__Study text__
Next, we investigated whether plasma miRNAs could be released from the primary gastric tumours. The comparison between expressions of miRNA in plasma and primary tumour tissues demonstrated that plasma and primary GC tissue samples showed similar tendencies concerning the expression of miRNAs in almost all cases. Each patient, however, showed a different pattern of miRNA levels, high plasma miR-106b with a low expression in GC tissue and low plasma let-7a with a high expression in cancer tissue. Although the reason for these discrepancies remains to be identified, one possible explanation for this finding is the heterogeneity of the primary tumours. We also measured circulating miRNAs in paired plasma before and 1 month after surgical removal of the tumours, to confirm tumour release of the circulating miRNAs. As a result, the concentrations of miR-21 and miR-106b were significantly reduced postoperatively in patients with high pre-operative plasma miR-21 and miR-106b. The kinetics and metabolism of the plasma miRNAs have not yet been clearly elucidated, however 1 month seems to be sufficient time for clearance of the circulating miRNAs.

Finally, we performed a large-scale study by increasing the number of plasma samples from GC patients and healthy volunteers to validate the diagnostic potential of plasma miRNAs. We found that the plasma concentrations of miRNAs, miR-17-5p, miR-21, miR-106a and miR-106b were significantly higher in GC patients than in controls, and the ROC analysis showed the greatest AUC value for miR-106b. Although, the concentration of let-7a was significantly lower in GC patients than in controls, contrary to our expectation, we have also found that a certain miRNA that was reported to be downregulated in primary cancer tissues showed a lower plasma expression level in oesophageal cancer patients (data not shown). Because circulating miRNAs are considered to have been released from cancer tissues as well as from normal tissues, the majority are expected to have originated from normal tissues. Several recent reports suggested that plasma miRNAs might be protected in a complex with other molecules, such as exosomes, proteins and lipids (Valadi et al, 2007; Mitchell et al, 2008). The protection of miRNAs might be greater in GC patients than controls. An alternative hypothesis is that a lower plasma expression of certain miRNAs might be due to alterations in miRNA expressions in normal tissues of cancer patients by unknown mechanisms.

__Entries provided__
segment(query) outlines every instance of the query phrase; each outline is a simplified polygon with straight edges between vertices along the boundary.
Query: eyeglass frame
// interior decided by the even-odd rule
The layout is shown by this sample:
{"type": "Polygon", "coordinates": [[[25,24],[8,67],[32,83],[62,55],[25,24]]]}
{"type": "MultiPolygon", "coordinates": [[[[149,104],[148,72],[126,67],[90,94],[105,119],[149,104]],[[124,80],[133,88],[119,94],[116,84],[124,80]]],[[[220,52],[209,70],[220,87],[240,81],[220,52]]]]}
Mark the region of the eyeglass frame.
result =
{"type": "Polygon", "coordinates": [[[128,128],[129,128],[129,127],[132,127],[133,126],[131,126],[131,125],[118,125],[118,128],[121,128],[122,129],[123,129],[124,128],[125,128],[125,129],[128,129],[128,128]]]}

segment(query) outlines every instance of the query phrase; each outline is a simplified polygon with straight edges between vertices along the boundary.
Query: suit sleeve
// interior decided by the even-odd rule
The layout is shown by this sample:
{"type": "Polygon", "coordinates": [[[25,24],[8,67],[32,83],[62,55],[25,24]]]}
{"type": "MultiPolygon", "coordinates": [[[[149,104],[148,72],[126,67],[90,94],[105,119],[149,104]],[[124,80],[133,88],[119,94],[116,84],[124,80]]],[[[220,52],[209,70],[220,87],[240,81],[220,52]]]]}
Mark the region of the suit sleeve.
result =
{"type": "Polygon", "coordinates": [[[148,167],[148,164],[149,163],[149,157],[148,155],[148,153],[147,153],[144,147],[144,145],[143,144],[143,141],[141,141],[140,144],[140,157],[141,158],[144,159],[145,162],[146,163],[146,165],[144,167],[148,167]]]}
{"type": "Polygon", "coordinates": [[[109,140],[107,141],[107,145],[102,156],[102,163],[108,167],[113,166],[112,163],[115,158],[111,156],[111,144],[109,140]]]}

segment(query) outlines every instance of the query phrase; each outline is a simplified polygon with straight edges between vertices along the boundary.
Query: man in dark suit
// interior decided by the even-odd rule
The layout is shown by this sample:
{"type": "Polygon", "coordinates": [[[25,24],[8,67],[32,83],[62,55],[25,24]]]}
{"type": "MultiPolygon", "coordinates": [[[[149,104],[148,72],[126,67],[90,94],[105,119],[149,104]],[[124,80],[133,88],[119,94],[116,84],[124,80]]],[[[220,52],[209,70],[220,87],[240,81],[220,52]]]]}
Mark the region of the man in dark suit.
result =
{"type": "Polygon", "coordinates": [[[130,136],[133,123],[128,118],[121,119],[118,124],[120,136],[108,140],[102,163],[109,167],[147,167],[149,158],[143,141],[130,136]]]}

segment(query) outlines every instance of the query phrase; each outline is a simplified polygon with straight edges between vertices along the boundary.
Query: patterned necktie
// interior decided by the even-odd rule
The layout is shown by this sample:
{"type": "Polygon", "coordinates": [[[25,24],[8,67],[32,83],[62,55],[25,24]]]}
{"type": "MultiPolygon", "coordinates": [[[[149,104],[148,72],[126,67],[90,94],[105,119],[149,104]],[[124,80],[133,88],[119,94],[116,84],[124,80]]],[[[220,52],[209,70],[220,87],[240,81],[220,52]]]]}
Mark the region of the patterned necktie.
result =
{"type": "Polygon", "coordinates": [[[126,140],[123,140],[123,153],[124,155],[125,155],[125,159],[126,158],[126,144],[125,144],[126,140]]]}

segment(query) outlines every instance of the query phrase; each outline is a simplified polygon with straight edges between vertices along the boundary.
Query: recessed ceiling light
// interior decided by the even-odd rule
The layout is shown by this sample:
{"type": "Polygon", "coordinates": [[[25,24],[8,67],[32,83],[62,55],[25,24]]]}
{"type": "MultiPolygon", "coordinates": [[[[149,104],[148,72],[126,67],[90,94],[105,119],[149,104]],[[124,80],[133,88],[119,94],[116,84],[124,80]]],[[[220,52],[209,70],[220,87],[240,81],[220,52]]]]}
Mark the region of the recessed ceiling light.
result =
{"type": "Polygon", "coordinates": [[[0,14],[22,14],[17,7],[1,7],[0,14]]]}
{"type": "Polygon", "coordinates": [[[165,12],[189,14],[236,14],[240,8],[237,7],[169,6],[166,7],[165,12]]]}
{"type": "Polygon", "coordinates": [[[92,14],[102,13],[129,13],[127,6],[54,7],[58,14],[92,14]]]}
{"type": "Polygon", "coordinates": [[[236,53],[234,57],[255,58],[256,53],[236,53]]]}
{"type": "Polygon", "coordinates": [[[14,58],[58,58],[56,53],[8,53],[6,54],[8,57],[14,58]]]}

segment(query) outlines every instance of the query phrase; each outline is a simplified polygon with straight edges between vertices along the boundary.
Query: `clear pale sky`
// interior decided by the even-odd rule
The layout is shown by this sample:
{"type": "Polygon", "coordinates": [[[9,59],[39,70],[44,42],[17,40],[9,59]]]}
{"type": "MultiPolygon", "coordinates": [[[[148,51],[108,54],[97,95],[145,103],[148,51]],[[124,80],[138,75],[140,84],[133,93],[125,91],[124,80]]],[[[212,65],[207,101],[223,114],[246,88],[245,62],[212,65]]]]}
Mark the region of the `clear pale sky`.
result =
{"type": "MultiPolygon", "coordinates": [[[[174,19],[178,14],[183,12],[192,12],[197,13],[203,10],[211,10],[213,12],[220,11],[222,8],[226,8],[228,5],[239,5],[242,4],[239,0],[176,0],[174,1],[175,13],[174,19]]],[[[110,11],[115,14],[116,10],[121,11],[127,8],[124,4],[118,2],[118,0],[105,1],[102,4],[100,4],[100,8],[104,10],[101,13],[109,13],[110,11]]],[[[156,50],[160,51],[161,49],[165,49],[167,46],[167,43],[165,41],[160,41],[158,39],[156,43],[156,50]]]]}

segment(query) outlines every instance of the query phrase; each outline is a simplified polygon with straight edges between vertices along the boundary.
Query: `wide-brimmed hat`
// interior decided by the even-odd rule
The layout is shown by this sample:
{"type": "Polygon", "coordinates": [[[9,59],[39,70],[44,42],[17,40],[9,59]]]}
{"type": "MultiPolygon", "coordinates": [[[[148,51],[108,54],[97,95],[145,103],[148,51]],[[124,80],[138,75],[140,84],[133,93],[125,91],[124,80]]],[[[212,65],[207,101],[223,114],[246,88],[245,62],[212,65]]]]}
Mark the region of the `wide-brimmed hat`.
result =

__Task item 1__
In the passage on plasma miRNAs in gastric cancer, which miRNA had the greatest AUC value in the ROC analysis?
__Task item 2__
Extend the passage on plasma miRNAs in gastric cancer past its final sentence.
The rows are separate material and have no connection to the passage on plasma miRNAs in gastric cancer.

__Written answer 1__
miR-106b

__Written answer 2__
Determining the expression ratios of genes or miRNAs has been reported to be a useful technique to improve diagnostic potential (Gordon et al, 2002; Avissar et al, 2009). Therefore, we also investigated the miRNA expression ratios by dividing the plasma concentration of upregulated miRNA (miR-17-5p, miR-21, miR-106a and miR-106b) by that of downregulated miRNA (let-7a) to improve the sensitivity and specificity of plasma miRNA assay for use as diagnostic biomarkers. Then, the ratio of miR-106a/let-7a showed the highest AUC value of 0.879 in this study, and which would be satisfactory for clinical application.

Plasma miRNA assays have several potential clinical uses: screening patients at high risk for GC and monitoring disease recurrence during the follow-up period after gastrectomy. These miRNA biomarkers might also be powerful and useful for confirming the completeness of tumour resection and evaluating the efficacy of adjuvant therapies if the elimination clearance of plasma miRNAs can be elucidated.

In conclusion, plasma miRNAs may be available as a new marker for GC. Further prospective clinical trials using a variety of plasma miRNAs should be carried out to define the usefulness of the assay for each potential application.